GIVEN EXERCISE 1: Reproduce the entire blog post on tools for technical writers word for word, from its first line to its last.

20th February 2012 Posted in Blog, Technical Writers, Technology & Tools 6 Comments

Image for Tools for Technical Writers Post

According to some blogs, technical writers need to know how to use certain tools in order to be effective in these modern times.  But is this the truth?  Let’s look at the current suggestions:

Social Media

Here’s something that seems to be the least important, yet most often used tool today for all writers.  With social media, you can reach out and learn more about certain documentation topics, and you can reach out to SMEs, on occasion.  But outside of these special cases, it’s not clear why social media is something that needs to be a ‘must know’ for technical writing.

Collaboration Tools

Yes, technical writers should be collaborating on their documents, and frequently.  In doing so, information can be shared and work can be handled more efficiently on assigned projects.  In addition, these tools can be connected to management leaders, which can be beneficial.

HTML5

It seems to be that HTML5 is an up and comer in the technology world, and eventually it will become something that a technical writer may need to document or utilize.  For those who have the time to spare, it never hurts to learn a new technical skill.

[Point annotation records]
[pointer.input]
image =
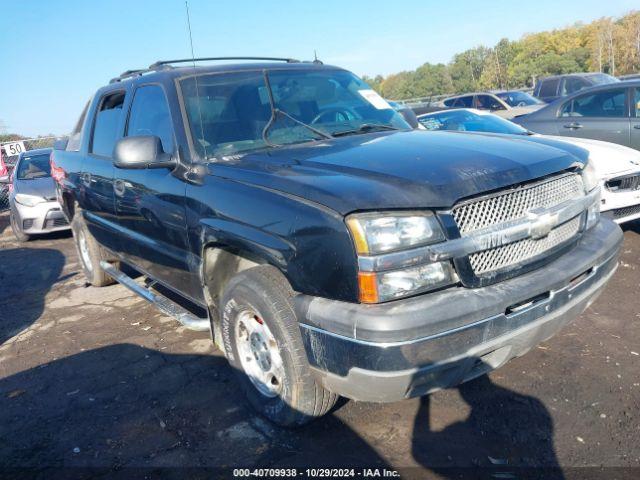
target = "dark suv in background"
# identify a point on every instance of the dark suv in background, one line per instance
(550, 88)
(328, 247)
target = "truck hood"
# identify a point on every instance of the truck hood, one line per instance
(407, 169)
(608, 158)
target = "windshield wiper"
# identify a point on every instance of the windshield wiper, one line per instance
(365, 128)
(274, 115)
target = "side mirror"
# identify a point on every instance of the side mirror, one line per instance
(143, 151)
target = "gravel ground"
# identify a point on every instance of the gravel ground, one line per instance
(97, 378)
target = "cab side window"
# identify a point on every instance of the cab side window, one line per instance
(150, 115)
(105, 127)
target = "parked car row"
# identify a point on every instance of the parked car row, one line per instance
(33, 207)
(618, 167)
(609, 112)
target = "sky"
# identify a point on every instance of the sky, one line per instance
(55, 53)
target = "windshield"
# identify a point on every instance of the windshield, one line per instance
(232, 113)
(33, 167)
(518, 99)
(467, 121)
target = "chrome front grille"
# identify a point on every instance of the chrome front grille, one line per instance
(523, 251)
(515, 204)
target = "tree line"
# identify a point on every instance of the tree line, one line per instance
(610, 45)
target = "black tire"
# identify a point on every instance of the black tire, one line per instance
(264, 290)
(94, 253)
(19, 234)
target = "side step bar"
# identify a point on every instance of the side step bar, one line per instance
(167, 306)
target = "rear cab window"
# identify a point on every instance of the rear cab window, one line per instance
(487, 102)
(549, 87)
(75, 138)
(573, 84)
(106, 124)
(460, 102)
(603, 104)
(149, 115)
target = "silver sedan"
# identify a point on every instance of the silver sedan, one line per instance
(32, 201)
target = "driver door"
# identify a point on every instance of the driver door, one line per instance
(150, 202)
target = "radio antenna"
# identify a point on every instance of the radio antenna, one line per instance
(193, 57)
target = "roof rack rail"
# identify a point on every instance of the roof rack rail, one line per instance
(160, 64)
(129, 74)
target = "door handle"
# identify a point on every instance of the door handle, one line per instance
(119, 187)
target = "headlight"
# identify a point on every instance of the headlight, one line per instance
(384, 286)
(28, 200)
(375, 233)
(381, 233)
(589, 177)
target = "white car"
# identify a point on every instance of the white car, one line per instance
(617, 166)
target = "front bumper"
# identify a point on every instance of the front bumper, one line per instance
(414, 346)
(42, 218)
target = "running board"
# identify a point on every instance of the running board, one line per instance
(169, 307)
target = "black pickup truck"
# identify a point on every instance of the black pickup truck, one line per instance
(328, 247)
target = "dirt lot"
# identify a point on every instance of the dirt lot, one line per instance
(98, 378)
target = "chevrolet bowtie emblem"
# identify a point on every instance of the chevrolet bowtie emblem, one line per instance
(540, 224)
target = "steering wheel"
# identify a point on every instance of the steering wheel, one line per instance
(346, 112)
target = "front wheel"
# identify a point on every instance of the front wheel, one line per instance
(263, 345)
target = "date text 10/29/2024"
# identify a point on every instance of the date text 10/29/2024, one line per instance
(315, 473)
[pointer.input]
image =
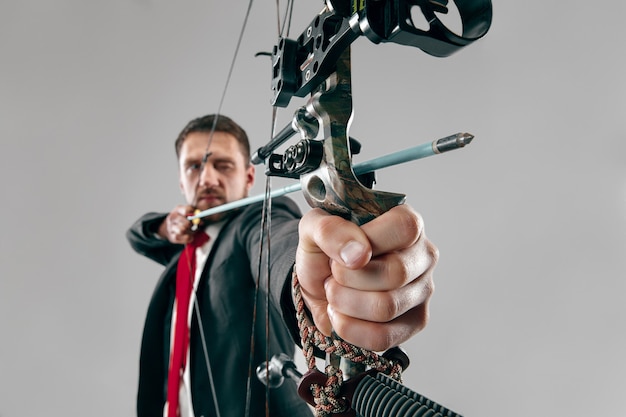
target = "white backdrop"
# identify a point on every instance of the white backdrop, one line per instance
(528, 316)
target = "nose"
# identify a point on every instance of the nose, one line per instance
(208, 176)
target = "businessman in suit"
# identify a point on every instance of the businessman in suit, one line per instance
(370, 284)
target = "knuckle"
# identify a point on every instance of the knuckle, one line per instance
(386, 308)
(433, 251)
(411, 225)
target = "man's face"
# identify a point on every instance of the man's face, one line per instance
(226, 176)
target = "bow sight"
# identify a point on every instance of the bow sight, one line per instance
(301, 65)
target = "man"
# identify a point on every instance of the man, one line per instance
(369, 284)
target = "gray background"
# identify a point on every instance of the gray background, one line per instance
(528, 317)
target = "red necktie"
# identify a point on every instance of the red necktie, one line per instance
(184, 280)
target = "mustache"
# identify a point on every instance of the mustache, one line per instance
(209, 192)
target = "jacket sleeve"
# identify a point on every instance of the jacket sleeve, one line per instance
(143, 238)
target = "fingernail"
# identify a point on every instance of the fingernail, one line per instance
(351, 252)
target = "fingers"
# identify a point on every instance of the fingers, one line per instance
(371, 284)
(177, 227)
(381, 336)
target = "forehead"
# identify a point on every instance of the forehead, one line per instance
(223, 144)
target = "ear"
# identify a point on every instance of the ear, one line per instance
(250, 177)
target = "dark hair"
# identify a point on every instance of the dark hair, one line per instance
(223, 124)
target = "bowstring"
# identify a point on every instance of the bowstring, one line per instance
(265, 248)
(196, 307)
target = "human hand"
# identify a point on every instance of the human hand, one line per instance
(371, 284)
(175, 227)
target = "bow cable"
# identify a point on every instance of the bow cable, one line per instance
(264, 250)
(207, 153)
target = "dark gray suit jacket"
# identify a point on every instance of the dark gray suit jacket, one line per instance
(226, 299)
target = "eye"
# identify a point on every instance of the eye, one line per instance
(224, 166)
(193, 167)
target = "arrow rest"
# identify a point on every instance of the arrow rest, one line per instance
(318, 63)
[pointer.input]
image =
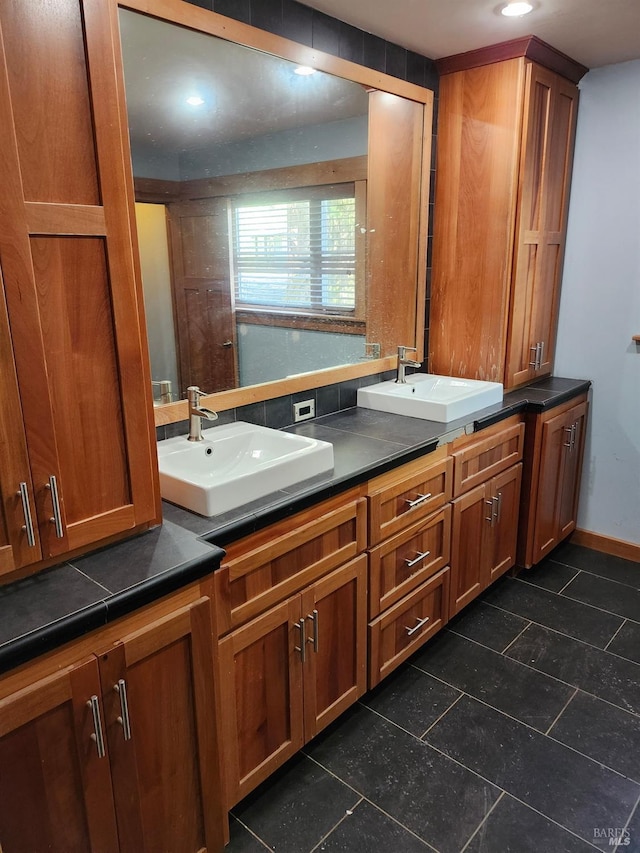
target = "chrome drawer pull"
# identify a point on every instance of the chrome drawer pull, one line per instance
(97, 736)
(28, 522)
(302, 648)
(123, 719)
(419, 500)
(55, 500)
(421, 623)
(490, 518)
(417, 559)
(314, 639)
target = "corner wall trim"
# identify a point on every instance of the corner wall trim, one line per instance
(606, 544)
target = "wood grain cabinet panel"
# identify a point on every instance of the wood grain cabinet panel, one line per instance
(117, 752)
(553, 467)
(484, 536)
(408, 559)
(408, 493)
(77, 356)
(288, 673)
(403, 628)
(506, 134)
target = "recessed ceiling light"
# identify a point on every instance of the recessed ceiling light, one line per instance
(516, 9)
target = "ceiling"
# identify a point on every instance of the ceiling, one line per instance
(593, 32)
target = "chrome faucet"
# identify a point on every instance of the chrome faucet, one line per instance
(404, 362)
(197, 413)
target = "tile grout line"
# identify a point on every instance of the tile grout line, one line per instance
(564, 708)
(347, 814)
(560, 591)
(594, 574)
(569, 636)
(455, 701)
(517, 637)
(540, 671)
(371, 802)
(533, 729)
(575, 600)
(483, 821)
(606, 648)
(633, 811)
(252, 833)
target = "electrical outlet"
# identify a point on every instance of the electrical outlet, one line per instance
(304, 410)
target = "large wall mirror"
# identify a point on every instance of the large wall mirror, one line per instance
(281, 206)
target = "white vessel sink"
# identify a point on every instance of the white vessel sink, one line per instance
(432, 397)
(235, 464)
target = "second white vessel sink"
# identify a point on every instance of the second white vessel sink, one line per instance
(432, 397)
(235, 464)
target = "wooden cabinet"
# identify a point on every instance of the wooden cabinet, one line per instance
(555, 449)
(485, 510)
(408, 571)
(117, 751)
(505, 143)
(484, 534)
(292, 614)
(288, 673)
(77, 462)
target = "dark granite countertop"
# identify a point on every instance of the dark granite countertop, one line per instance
(62, 603)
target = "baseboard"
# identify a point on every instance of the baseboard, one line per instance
(606, 544)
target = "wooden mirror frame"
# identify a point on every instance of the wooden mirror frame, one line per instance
(193, 17)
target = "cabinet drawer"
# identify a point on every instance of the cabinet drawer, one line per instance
(408, 494)
(263, 569)
(480, 460)
(408, 559)
(395, 635)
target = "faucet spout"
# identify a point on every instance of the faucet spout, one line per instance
(404, 362)
(197, 413)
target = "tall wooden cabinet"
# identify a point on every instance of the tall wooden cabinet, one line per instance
(506, 133)
(553, 466)
(77, 439)
(112, 745)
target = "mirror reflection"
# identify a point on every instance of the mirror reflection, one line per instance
(251, 203)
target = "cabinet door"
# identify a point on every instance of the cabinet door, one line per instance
(548, 134)
(472, 516)
(74, 305)
(261, 697)
(570, 486)
(335, 669)
(55, 790)
(504, 491)
(160, 722)
(554, 452)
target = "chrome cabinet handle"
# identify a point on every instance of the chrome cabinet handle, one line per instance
(421, 623)
(538, 350)
(419, 500)
(52, 485)
(417, 559)
(534, 349)
(28, 522)
(97, 736)
(302, 648)
(123, 719)
(490, 518)
(313, 616)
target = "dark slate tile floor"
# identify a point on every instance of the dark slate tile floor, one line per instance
(515, 730)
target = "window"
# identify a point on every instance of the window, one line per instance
(295, 250)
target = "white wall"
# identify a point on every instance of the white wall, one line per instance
(600, 303)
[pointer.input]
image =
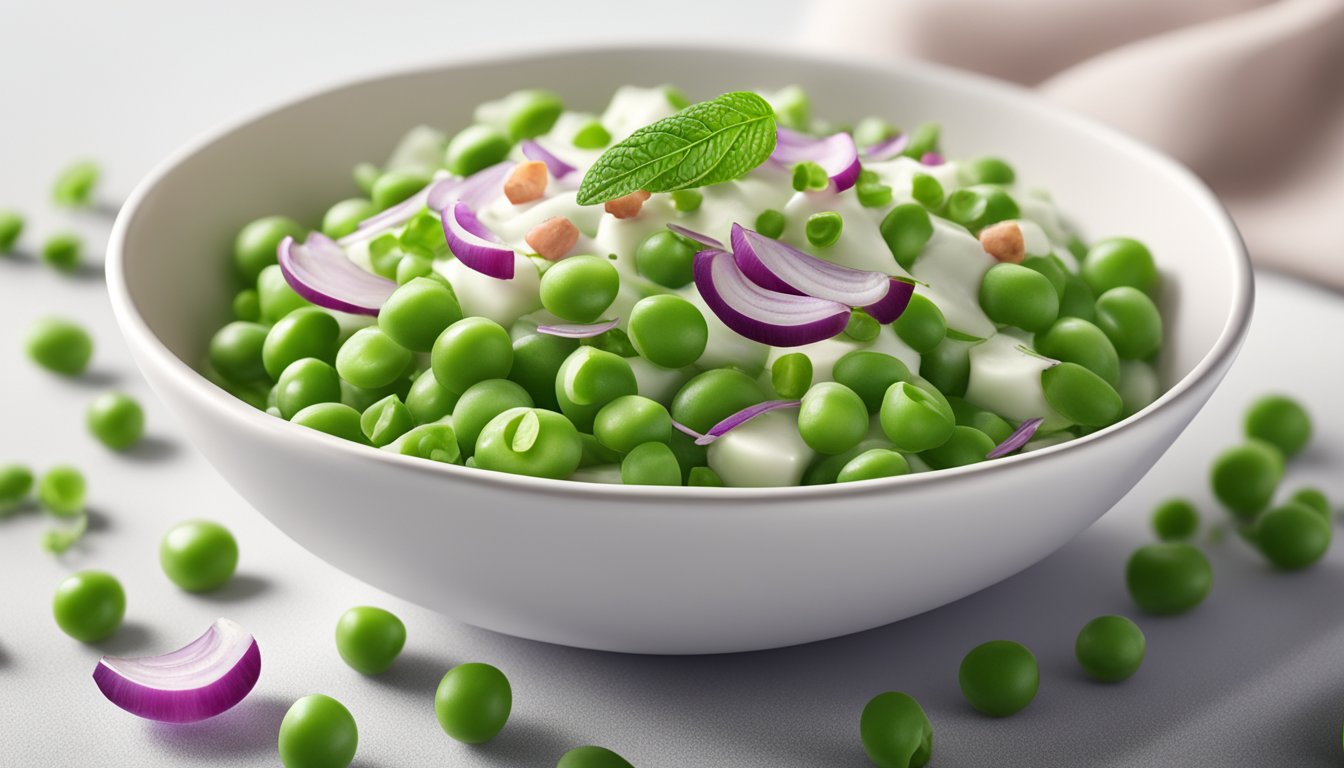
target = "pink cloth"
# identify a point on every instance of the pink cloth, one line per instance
(1249, 93)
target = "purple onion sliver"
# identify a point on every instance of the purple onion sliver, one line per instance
(1018, 439)
(558, 168)
(698, 237)
(742, 417)
(578, 331)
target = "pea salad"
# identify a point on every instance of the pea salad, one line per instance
(717, 293)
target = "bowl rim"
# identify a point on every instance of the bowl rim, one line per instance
(206, 393)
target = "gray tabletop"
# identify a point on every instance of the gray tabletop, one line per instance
(1250, 678)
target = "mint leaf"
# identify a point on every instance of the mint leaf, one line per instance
(706, 143)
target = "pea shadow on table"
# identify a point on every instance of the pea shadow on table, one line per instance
(801, 705)
(246, 731)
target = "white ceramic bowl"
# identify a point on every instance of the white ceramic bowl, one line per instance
(684, 570)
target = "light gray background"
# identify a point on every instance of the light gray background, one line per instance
(1251, 678)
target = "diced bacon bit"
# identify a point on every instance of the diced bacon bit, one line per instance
(526, 183)
(1004, 242)
(628, 206)
(553, 238)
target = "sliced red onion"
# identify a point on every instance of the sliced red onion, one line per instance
(761, 315)
(698, 237)
(742, 417)
(894, 303)
(475, 245)
(578, 331)
(836, 154)
(558, 168)
(1018, 439)
(780, 266)
(887, 148)
(319, 271)
(202, 679)
(477, 190)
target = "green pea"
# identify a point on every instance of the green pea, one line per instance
(89, 605)
(481, 402)
(1117, 262)
(790, 375)
(199, 556)
(914, 420)
(274, 295)
(965, 445)
(1169, 577)
(906, 229)
(305, 382)
(317, 732)
(370, 639)
(397, 186)
(530, 441)
(1175, 519)
(386, 420)
(333, 418)
(980, 206)
(895, 732)
(921, 326)
(948, 366)
(999, 678)
(1130, 320)
(1014, 295)
(472, 350)
(872, 464)
(1292, 537)
(651, 464)
(686, 201)
(668, 331)
(832, 418)
(63, 252)
(1281, 421)
(926, 190)
(1081, 396)
(1313, 498)
(257, 244)
(809, 176)
(371, 359)
(714, 396)
(475, 148)
(75, 183)
(593, 135)
(870, 375)
(62, 491)
(862, 327)
(631, 421)
(579, 288)
(15, 486)
(116, 420)
(1075, 340)
(432, 441)
(11, 226)
(59, 346)
(1110, 648)
(536, 361)
(246, 305)
(1246, 476)
(590, 378)
(1078, 300)
(770, 222)
(418, 312)
(592, 757)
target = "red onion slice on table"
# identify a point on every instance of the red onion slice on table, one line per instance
(319, 271)
(761, 315)
(199, 681)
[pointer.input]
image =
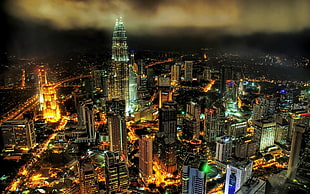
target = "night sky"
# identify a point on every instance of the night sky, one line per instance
(48, 26)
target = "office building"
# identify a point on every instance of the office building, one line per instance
(117, 175)
(253, 186)
(245, 148)
(146, 155)
(237, 174)
(119, 71)
(168, 121)
(117, 133)
(193, 111)
(18, 135)
(194, 175)
(175, 73)
(223, 149)
(89, 179)
(86, 119)
(298, 132)
(237, 129)
(188, 73)
(133, 86)
(264, 133)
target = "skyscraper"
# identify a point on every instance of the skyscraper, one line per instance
(88, 176)
(117, 133)
(117, 175)
(194, 177)
(18, 135)
(87, 119)
(188, 74)
(168, 121)
(264, 133)
(237, 174)
(119, 72)
(146, 155)
(223, 149)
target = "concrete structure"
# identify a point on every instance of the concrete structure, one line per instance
(223, 149)
(295, 150)
(264, 133)
(237, 173)
(194, 178)
(18, 135)
(117, 175)
(146, 155)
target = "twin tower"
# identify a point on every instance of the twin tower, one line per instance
(123, 79)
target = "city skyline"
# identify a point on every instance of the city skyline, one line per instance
(41, 36)
(178, 97)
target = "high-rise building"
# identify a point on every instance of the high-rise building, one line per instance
(117, 175)
(237, 173)
(18, 135)
(206, 74)
(87, 120)
(194, 177)
(146, 155)
(119, 72)
(188, 74)
(223, 149)
(264, 133)
(100, 78)
(295, 150)
(88, 176)
(193, 111)
(175, 73)
(245, 148)
(133, 87)
(168, 121)
(51, 111)
(117, 133)
(237, 129)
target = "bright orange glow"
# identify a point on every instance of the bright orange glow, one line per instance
(209, 86)
(51, 110)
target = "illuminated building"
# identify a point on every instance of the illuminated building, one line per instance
(117, 133)
(51, 110)
(23, 78)
(119, 72)
(264, 133)
(253, 186)
(133, 87)
(175, 73)
(42, 81)
(223, 149)
(188, 74)
(146, 155)
(168, 121)
(193, 116)
(298, 132)
(238, 129)
(100, 78)
(88, 176)
(117, 175)
(213, 125)
(237, 174)
(263, 108)
(18, 135)
(87, 120)
(206, 74)
(245, 148)
(194, 175)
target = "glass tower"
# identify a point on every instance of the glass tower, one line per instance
(118, 85)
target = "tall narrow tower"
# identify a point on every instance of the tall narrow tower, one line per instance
(119, 72)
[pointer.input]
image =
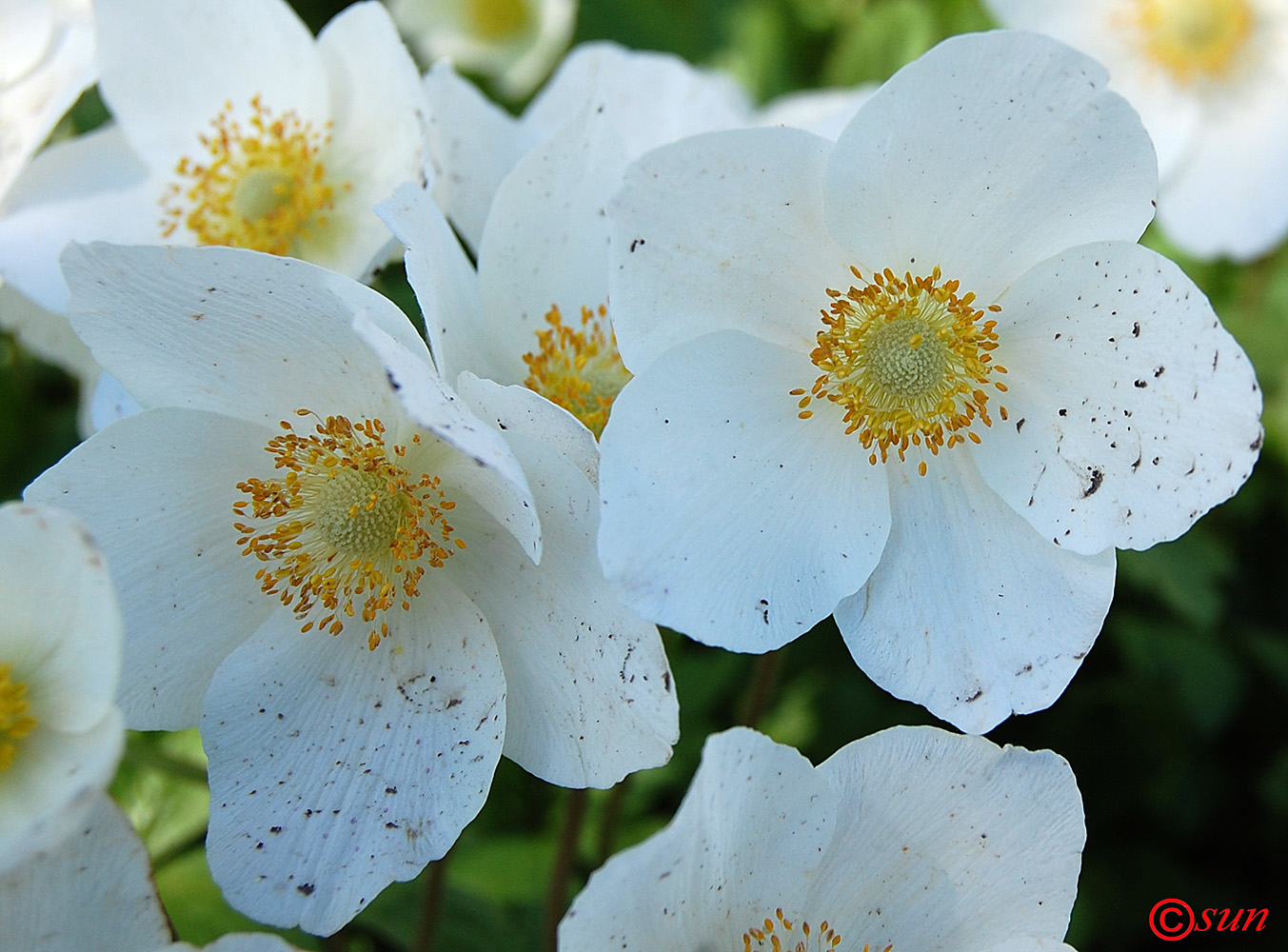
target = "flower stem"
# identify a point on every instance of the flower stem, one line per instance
(763, 679)
(557, 900)
(430, 904)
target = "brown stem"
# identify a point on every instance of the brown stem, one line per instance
(430, 904)
(608, 824)
(557, 900)
(765, 674)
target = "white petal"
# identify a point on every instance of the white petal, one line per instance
(545, 241)
(960, 844)
(94, 892)
(376, 97)
(970, 612)
(47, 59)
(485, 466)
(227, 330)
(61, 627)
(1171, 113)
(726, 517)
(1230, 196)
(471, 146)
(50, 784)
(723, 232)
(744, 842)
(655, 98)
(335, 770)
(446, 288)
(1131, 409)
(519, 408)
(157, 491)
(168, 68)
(984, 156)
(821, 111)
(588, 692)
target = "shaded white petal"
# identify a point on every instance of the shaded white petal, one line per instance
(51, 783)
(61, 629)
(93, 892)
(956, 843)
(378, 115)
(335, 769)
(446, 288)
(1230, 195)
(821, 111)
(744, 842)
(970, 612)
(519, 408)
(1131, 409)
(655, 98)
(588, 692)
(724, 515)
(157, 491)
(485, 466)
(168, 68)
(545, 241)
(723, 232)
(471, 143)
(47, 59)
(988, 153)
(228, 330)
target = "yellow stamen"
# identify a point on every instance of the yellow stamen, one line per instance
(1193, 40)
(262, 187)
(580, 370)
(497, 21)
(905, 360)
(782, 934)
(347, 526)
(14, 721)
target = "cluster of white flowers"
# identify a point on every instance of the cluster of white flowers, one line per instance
(889, 356)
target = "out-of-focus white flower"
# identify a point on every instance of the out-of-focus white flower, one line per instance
(511, 41)
(338, 580)
(94, 890)
(232, 127)
(61, 734)
(911, 839)
(1003, 387)
(47, 59)
(653, 98)
(1210, 79)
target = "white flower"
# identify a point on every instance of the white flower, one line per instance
(357, 645)
(911, 839)
(61, 736)
(1210, 79)
(47, 59)
(513, 41)
(539, 313)
(232, 127)
(95, 892)
(1002, 390)
(653, 98)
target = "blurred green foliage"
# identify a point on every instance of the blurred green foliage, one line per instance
(1175, 725)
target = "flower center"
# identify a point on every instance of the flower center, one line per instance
(260, 187)
(580, 370)
(349, 527)
(499, 19)
(782, 934)
(905, 358)
(1194, 39)
(14, 721)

GIVEN EXERCISE 2: Gather every line of the listing above that contains the string "rack". Matching is case-sensitive.

FULL RESPONSE 1:
20th February 2012 Posted in Blog, Technical Writers, Technology & Tools 6 Comments

Image for Tools for Technical Writers Post

According to some blogs, technical writers need to know how to use certain tools in order to be effective in these modern times.  But is this the truth?  Let’s look at the current suggestions:

Social Media

Here’s something that seems to be the least important, yet most often used tool today for all writers.  With social media, you can reach out and learn more about certain documentation topics, and you can reach out to SMEs, on occasion.  But outside of these special cases, it’s not clear why social media is something that needs to be a ‘must know’ for technical writing.

Collaboration Tools

Yes, technical writers should be collaborating on their documents, and frequently.  In doing so, information can be shared and work can be handled more efficiently on assigned projects.  In addition, these tools can be connected to management leaders, which can be beneficial.

HTML5

It seems to be that HTML5 is an up and comer in the technology world, and eventually it will become something that a technical writer may need to document or utilize.  For those who have the time to spare, it never hurts to learn a new technical skill.

FULL RESPONSE 2:
target = "roof rack rail"
# identify a point on every instance of the roof rack rail, one line per instance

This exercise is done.